▶ QUOTED PASSAGE:
◇ ◇ ◇ ◇

Matt: Got you.  So, anything down to 2,000, could be a dollar, could be 10,000, could be a million, but after that last 2,000, they’ll say it has to be closed out pretty much.

Jesse: Correct.

Matt: Okay, good.  So, let’s just see.  Well, let me go to one of the questions I had.  What do you think this will do for the price of the PulseChain, for the Pulse coin obviously?

Jesse: Well, I think it’s going to be interesting.  So, I said we’re almost to 5,000 people.  It’s 5,000 people who aren’t going to be selling, who are likely never to sell their Pulse, very very high price appreciation.  The more people that use us, the higher the price goes.

We could get into a situation where the only trading of Pulse that happens is when people want to trade it for other PRC-20s, or at the point of where people sell to try and get out.  What if that never happened?  What if nobody sold to try and get out.   There’s still swapping that occurs for PRC-20s, but if nobody sold to exit, to get value out, the price can only go up, because all that price cares about is more buyers and sellers, and inside of this protocol, there’s no selling.

Matt: Super bullish.  Basically, supply and demand obviously, right?  And there’s going to be a lot of demand and little supply.

Jesse: Absolutely.  It’s all these people that are just locking up Pulse, locking up Pulse continuously, because they’re still attracting value.  Listen, you have a choice.  If you want to get value out of any crypto currency, we’ll say Pulse, right, you’re going to take it Uniswap, and you’re going to dump it.  You’re going to have some slippage, and you’re going to pay the tax man probably 36% or 40% or whatever it is in taxes.  That’s getting pretty close to 50% of your value.  So, whatever you decide to sell, if you’re doing what you should be doing with your taxes, you’re losing half of your money.  It’s ridiculous.

Now, you’re staring at a protocol right on your screen right now that allows you to avoid that.  You could take all of your value, put it into the protocol, and guess what, in most jurisdictions, all of them that we’ve ever heard of, loans are not taxed.  So, you can get your money out without paying 40% to some tax guys.

Matt: Amazing.  Actually, that leads onto another question, because I dropped this in the UK Hexican chat, and someone dropped me this question for me to ask you.  They say, “I’m curious as to whether there’ll be a possible loan document, collateral agreement, loan agreement, or a similar document to be used to prove the source of the funds,” I guess for tax reasons or some other stuff like that.

◇ ◇ ◇ ◇

Rows from a box-labeling dataset

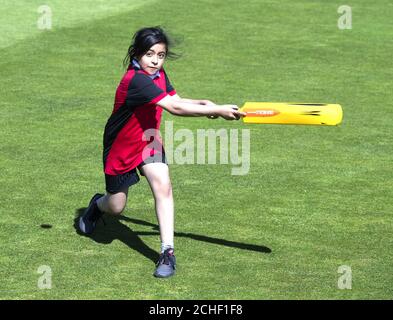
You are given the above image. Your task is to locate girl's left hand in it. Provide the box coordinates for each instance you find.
[199,100,216,106]
[199,100,218,119]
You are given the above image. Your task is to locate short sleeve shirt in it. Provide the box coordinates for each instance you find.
[103,65,176,175]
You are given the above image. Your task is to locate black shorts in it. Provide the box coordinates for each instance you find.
[105,153,168,194]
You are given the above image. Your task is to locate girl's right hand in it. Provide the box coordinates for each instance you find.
[219,104,246,120]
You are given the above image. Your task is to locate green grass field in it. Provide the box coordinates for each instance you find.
[0,0,393,299]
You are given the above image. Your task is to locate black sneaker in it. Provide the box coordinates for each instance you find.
[154,248,176,278]
[79,193,104,234]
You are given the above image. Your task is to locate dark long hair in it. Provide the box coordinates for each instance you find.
[123,26,179,68]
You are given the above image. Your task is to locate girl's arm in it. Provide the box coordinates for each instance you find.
[157,95,245,120]
[172,94,215,106]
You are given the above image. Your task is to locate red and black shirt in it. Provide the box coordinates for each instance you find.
[103,61,176,175]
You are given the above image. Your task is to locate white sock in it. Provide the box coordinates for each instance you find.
[161,242,174,253]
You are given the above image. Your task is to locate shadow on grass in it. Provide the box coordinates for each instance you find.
[74,208,272,263]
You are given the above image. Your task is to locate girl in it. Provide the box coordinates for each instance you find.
[79,27,244,278]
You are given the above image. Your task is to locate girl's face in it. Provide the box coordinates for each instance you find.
[138,43,166,75]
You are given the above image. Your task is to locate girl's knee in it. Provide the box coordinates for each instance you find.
[154,181,172,198]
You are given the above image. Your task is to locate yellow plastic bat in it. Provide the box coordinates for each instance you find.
[239,102,343,126]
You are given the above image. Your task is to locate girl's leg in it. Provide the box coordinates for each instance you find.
[140,163,174,252]
[97,188,128,215]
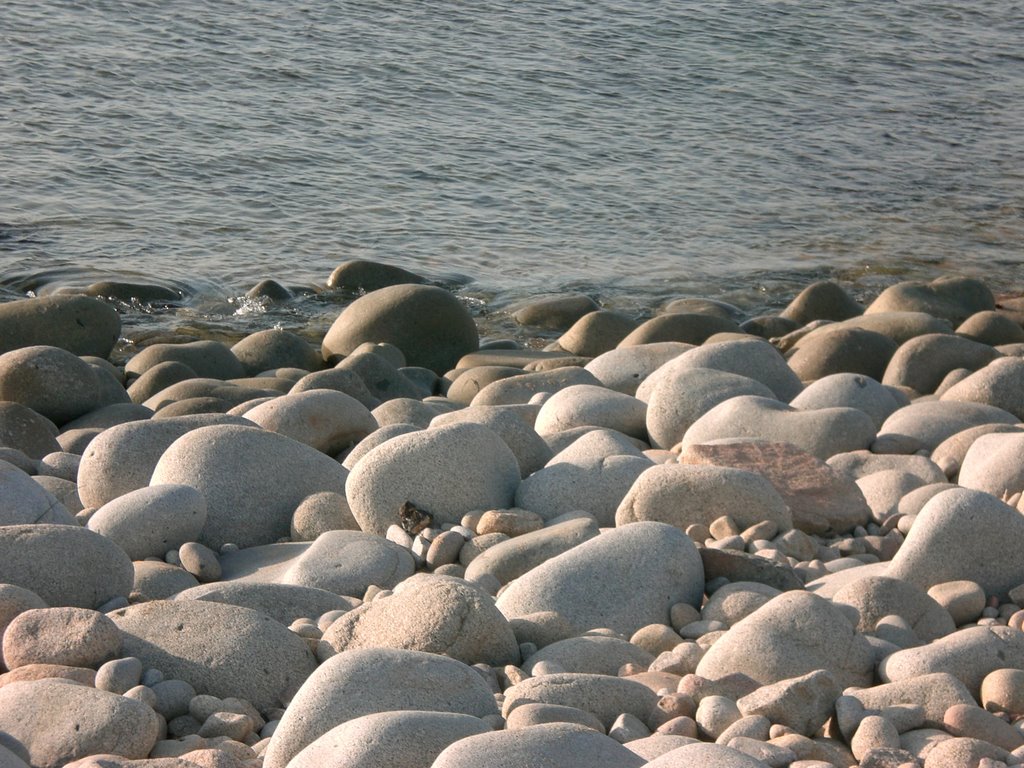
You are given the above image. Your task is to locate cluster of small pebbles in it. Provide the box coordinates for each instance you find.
[0,261,1024,768]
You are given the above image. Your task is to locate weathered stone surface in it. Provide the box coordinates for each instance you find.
[174,582,356,627]
[0,346,106,426]
[498,522,703,635]
[78,414,256,507]
[430,406,552,477]
[345,424,519,536]
[245,389,377,456]
[327,259,427,293]
[281,530,416,597]
[0,403,60,459]
[263,648,498,768]
[786,324,896,381]
[879,625,1024,698]
[3,607,121,670]
[0,679,160,768]
[470,366,601,406]
[150,425,347,550]
[584,341,693,395]
[110,600,316,712]
[0,296,121,357]
[289,710,490,768]
[0,461,75,525]
[864,275,995,325]
[618,312,740,348]
[637,362,774,449]
[125,339,246,380]
[87,485,206,560]
[831,577,956,643]
[512,293,600,331]
[466,517,598,584]
[318,573,520,667]
[0,523,133,608]
[431,723,644,768]
[697,591,874,687]
[790,374,906,429]
[681,395,877,460]
[502,672,657,728]
[322,284,479,375]
[879,400,1018,451]
[231,328,324,376]
[679,440,870,534]
[615,464,793,532]
[889,488,1024,596]
[882,334,999,394]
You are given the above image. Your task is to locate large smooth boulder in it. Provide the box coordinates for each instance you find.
[263,648,498,768]
[323,284,479,375]
[682,395,876,459]
[0,346,106,426]
[615,464,793,532]
[245,389,377,456]
[109,600,316,712]
[0,523,134,608]
[0,678,161,768]
[318,573,520,667]
[78,414,256,507]
[150,425,346,550]
[0,296,121,358]
[696,591,874,688]
[86,485,206,560]
[888,488,1024,597]
[289,710,490,768]
[637,362,774,449]
[498,522,703,636]
[345,424,519,536]
[431,723,645,768]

◇ ◇ ◇ ◇

Continue the PulseChain interview transcript above the data from the point where it stops.

▶ RESPONSE TO THIS EXERCISE:
Jesse: Yup.  You can print the smart contract.

Matt: Okay.

Jesse: You can grab that from the blockchain explorer.  You can go to the frontend.  You could take some screenshots.  Crypto loans aren’t necessarily a new thing, right?  I mentioned Compound, Aave, Maker, others.  And then there’s some centralized versions, Celsius and some others, right?  There’s nothing new about crypto loans.  It’s just how we’re going about doing it.  We do believe this is better than the others.  You can get money all the way back to your bank, and typically, they won’t ask.  If you’ve ever sold crypto before and sent tens of thousands or hundreds of thousands to your back account, typically, your bank doesn’t care. They’re going to deposit, and you go about your business.

Now, if for some reason, your tax people want to know, it is very easy to show them.  Look, Liquid Loans, I have collateralized assets right here.  I’ve withdrawn a loan.  Here’s the smart contract.  Here’s the screenshots.  Here’s my agreement with the contract, and it’s a done deal.  But most jurisdictions, people don’t even report loaned assets.  Like if you got a loan from a bank right now, or you go swipe a credit card, you don’t put that on any documentation anywhere, because it’s not your money.

Typically, we’ll pay taxes on capital gains.  There’s no capital gains here.  You haven’t sold anything.  You’ve taken a loan.

Matt: Got you.  Red Squirrel asked, “If you lock up the loan for two years – I’m assuming loan token – will the USDL rewards also be locked up?”

Jesse: So, while your points are locked up, you’re not earning any USDL rewards.

Matt: What are you earning, more loan token?

Jesse: You’re earning a larger multiplier bonus and your points, which could equate to loan token.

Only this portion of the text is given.